## Activity
Write out every line of the material below without changing anything, but leave out the pictures.

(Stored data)
#####

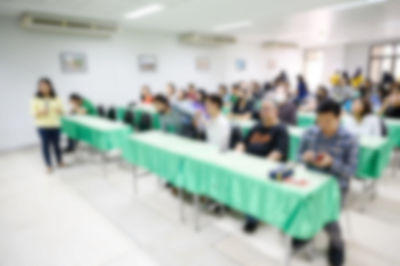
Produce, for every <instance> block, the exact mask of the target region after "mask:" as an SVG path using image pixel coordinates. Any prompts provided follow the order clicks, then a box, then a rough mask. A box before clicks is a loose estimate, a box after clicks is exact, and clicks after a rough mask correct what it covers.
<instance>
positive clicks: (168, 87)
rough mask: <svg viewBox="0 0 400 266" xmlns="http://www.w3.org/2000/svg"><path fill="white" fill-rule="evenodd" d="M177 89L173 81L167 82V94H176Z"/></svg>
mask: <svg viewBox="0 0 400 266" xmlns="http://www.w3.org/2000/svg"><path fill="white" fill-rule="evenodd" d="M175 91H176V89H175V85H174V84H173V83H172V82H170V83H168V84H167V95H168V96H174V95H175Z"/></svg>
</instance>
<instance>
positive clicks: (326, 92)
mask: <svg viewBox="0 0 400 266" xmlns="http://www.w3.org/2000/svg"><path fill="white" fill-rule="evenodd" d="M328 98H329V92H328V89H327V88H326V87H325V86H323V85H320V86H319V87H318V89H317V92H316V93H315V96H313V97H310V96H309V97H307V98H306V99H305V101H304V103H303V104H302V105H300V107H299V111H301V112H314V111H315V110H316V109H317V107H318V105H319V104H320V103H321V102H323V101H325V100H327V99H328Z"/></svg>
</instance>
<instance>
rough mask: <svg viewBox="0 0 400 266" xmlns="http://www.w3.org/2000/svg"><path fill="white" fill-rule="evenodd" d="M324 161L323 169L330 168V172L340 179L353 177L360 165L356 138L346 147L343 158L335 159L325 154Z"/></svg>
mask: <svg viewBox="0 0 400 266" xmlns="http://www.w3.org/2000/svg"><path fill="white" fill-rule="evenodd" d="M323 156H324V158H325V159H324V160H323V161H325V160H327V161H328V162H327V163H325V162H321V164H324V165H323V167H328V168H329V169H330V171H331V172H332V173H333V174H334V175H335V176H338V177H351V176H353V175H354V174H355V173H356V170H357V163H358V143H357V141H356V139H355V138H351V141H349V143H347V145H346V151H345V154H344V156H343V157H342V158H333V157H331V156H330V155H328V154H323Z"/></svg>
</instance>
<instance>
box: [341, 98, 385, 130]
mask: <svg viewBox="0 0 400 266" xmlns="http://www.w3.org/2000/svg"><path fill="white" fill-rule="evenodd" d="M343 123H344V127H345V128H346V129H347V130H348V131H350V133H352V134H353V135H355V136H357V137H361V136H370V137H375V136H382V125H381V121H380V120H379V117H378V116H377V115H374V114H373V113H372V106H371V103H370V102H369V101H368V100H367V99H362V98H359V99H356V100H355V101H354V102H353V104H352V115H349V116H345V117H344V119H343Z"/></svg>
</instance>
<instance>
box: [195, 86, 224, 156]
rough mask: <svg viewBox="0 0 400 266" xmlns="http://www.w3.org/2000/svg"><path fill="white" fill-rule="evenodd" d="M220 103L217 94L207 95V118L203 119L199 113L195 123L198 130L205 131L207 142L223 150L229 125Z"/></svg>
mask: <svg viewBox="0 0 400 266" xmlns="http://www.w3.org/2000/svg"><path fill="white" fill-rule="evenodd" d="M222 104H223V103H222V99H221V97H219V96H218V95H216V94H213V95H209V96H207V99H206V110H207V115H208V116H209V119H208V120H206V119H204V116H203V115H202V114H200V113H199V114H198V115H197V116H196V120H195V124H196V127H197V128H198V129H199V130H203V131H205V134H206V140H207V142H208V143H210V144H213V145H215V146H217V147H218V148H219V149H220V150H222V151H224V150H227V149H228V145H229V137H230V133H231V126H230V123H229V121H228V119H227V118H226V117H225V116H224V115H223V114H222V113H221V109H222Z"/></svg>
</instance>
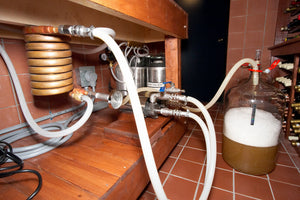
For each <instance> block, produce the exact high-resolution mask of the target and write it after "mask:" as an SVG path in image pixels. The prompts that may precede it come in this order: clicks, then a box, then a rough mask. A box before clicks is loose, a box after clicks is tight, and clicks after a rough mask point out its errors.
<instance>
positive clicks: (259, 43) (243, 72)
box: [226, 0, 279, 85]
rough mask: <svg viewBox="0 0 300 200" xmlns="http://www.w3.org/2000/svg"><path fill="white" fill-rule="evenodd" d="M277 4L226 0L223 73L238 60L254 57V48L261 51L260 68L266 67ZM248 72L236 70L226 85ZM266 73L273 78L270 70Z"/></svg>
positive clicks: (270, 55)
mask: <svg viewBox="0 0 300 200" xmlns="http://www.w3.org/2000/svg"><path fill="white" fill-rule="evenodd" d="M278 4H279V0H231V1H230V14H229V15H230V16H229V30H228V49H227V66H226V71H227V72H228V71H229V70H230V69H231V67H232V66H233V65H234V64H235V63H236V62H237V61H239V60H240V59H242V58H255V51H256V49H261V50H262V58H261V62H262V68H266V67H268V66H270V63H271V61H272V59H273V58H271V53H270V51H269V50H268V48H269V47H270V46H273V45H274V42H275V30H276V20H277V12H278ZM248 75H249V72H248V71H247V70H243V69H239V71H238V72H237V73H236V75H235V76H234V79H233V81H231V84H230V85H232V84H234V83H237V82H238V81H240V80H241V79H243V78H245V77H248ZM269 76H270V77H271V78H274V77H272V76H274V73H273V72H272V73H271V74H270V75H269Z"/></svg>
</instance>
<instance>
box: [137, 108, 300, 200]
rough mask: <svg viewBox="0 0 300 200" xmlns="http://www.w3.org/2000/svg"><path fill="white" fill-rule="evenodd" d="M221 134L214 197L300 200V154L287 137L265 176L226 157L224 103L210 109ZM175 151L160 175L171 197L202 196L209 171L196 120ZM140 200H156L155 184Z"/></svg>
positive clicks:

#####

## Answer box
Produce, for every <instance> block, the exact mask of the target region after "mask:" as an SVG path using image pixel coordinates. Any prompts provided follow the order clicks, then a box, then a rough mask. A box before clicks is a loose estimate, a box after clicks is exact, and clicks after a rough mask correct what it covers.
<instance>
positive clicks: (168, 87)
rough mask: <svg viewBox="0 0 400 266" xmlns="http://www.w3.org/2000/svg"><path fill="white" fill-rule="evenodd" d="M177 89L173 81L167 82V94H176Z"/></svg>
mask: <svg viewBox="0 0 400 266" xmlns="http://www.w3.org/2000/svg"><path fill="white" fill-rule="evenodd" d="M175 91H176V89H175V85H174V84H173V83H172V82H170V83H168V84H167V95H168V96H174V95H175Z"/></svg>
</instance>
<instance>
positive clicks: (326, 92)
mask: <svg viewBox="0 0 400 266" xmlns="http://www.w3.org/2000/svg"><path fill="white" fill-rule="evenodd" d="M328 98H329V92H328V89H327V88H326V87H325V86H323V85H320V86H319V87H318V89H317V92H316V93H315V96H313V97H310V96H309V97H307V98H306V99H305V101H304V103H303V104H302V105H300V107H299V111H301V112H314V111H315V110H316V109H317V107H318V105H319V104H320V103H321V102H323V101H325V100H327V99H328Z"/></svg>
</instance>
<instance>
rough mask: <svg viewBox="0 0 400 266" xmlns="http://www.w3.org/2000/svg"><path fill="white" fill-rule="evenodd" d="M324 161L323 169L330 168V172L340 179L353 177L360 165L356 138L346 147L343 158L335 159L325 154Z"/></svg>
mask: <svg viewBox="0 0 400 266" xmlns="http://www.w3.org/2000/svg"><path fill="white" fill-rule="evenodd" d="M323 156H324V158H325V159H324V160H323V161H325V160H327V161H328V162H327V163H325V162H321V164H324V165H323V167H328V168H329V169H330V171H331V172H332V173H333V174H334V175H335V176H338V177H351V176H353V175H354V174H355V173H356V170H357V163H358V143H357V141H356V139H355V138H351V141H349V143H347V145H346V151H345V154H344V156H343V157H342V158H333V157H331V156H330V155H328V154H323Z"/></svg>
</instance>
<instance>
box: [341, 98, 385, 130]
mask: <svg viewBox="0 0 400 266" xmlns="http://www.w3.org/2000/svg"><path fill="white" fill-rule="evenodd" d="M343 123H344V127H345V128H346V129H347V130H348V131H350V133H352V134H353V135H355V136H357V137H361V136H370V137H375V136H382V125H381V121H380V120H379V117H378V116H377V115H374V114H373V113H372V106H371V103H370V102H369V101H368V100H367V99H362V98H359V99H356V100H355V101H354V102H353V104H352V115H349V116H345V117H344V119H343Z"/></svg>
</instance>
<instance>
box: [195, 86, 224, 156]
rough mask: <svg viewBox="0 0 400 266" xmlns="http://www.w3.org/2000/svg"><path fill="white" fill-rule="evenodd" d="M220 103L217 94L207 95V118L203 119L199 113L195 123L198 130L205 131L207 142L223 150L229 125Z"/></svg>
mask: <svg viewBox="0 0 400 266" xmlns="http://www.w3.org/2000/svg"><path fill="white" fill-rule="evenodd" d="M222 104H223V103H222V99H221V97H219V96H218V95H216V94H213V95H209V96H207V99H206V110H207V115H208V116H209V119H208V120H206V119H204V116H203V115H202V114H200V113H199V114H198V115H197V116H196V120H195V124H196V127H197V128H198V129H199V130H203V131H205V134H206V140H207V142H208V143H210V144H213V145H215V146H217V147H218V148H219V149H220V150H222V151H224V150H227V149H228V145H229V137H230V133H231V126H230V123H229V121H228V119H227V118H226V117H225V116H224V115H223V114H222V113H221V109H222Z"/></svg>
</instance>
For each <instance> block, produce the exact high-resolution mask of the target and write it after "mask:" as an SVG path in image pixels. The prompts that may precede it come in this order: clicks, then a box, then a rough mask. A box before clicks is loose, a box after clicks is tight, and clicks after a rough mask point out its errors.
<instance>
positive clicks: (259, 43) (243, 72)
box: [226, 0, 279, 85]
rough mask: <svg viewBox="0 0 300 200" xmlns="http://www.w3.org/2000/svg"><path fill="white" fill-rule="evenodd" d="M277 4L226 0L223 73L238 60L254 57V48L261 51L260 68L266 67ZM248 72L236 70L226 85ZM266 73L273 78L270 70Z"/></svg>
positive clicks: (270, 55)
mask: <svg viewBox="0 0 300 200" xmlns="http://www.w3.org/2000/svg"><path fill="white" fill-rule="evenodd" d="M278 4H279V0H231V1H230V14H229V15H230V16H229V30H228V49H227V66H226V71H227V72H228V71H229V70H230V69H231V67H232V66H233V65H234V64H235V63H236V62H237V61H239V60H240V59H242V58H255V51H256V49H261V50H262V58H261V62H262V68H266V67H268V66H270V63H271V61H272V59H273V58H271V53H270V51H269V50H268V48H269V47H270V46H273V45H274V42H275V30H276V20H277V12H278ZM248 75H249V72H248V71H247V70H243V69H239V71H238V72H237V73H236V75H235V76H234V79H233V81H231V84H230V85H232V84H234V83H237V82H238V81H240V80H241V79H243V78H245V77H248ZM269 76H270V77H271V78H274V77H272V76H274V73H273V72H272V73H271V74H270V75H269Z"/></svg>
</instance>
<instance>
box: [137, 108, 300, 200]
rough mask: <svg viewBox="0 0 300 200" xmlns="http://www.w3.org/2000/svg"><path fill="white" fill-rule="evenodd" d="M221 134L214 197L300 200V154L287 137L265 176L226 157L224 103L210 109ZM175 151L160 175L171 197L202 196L209 171L196 120ZM140 200H156L155 184Z"/></svg>
positive clicks:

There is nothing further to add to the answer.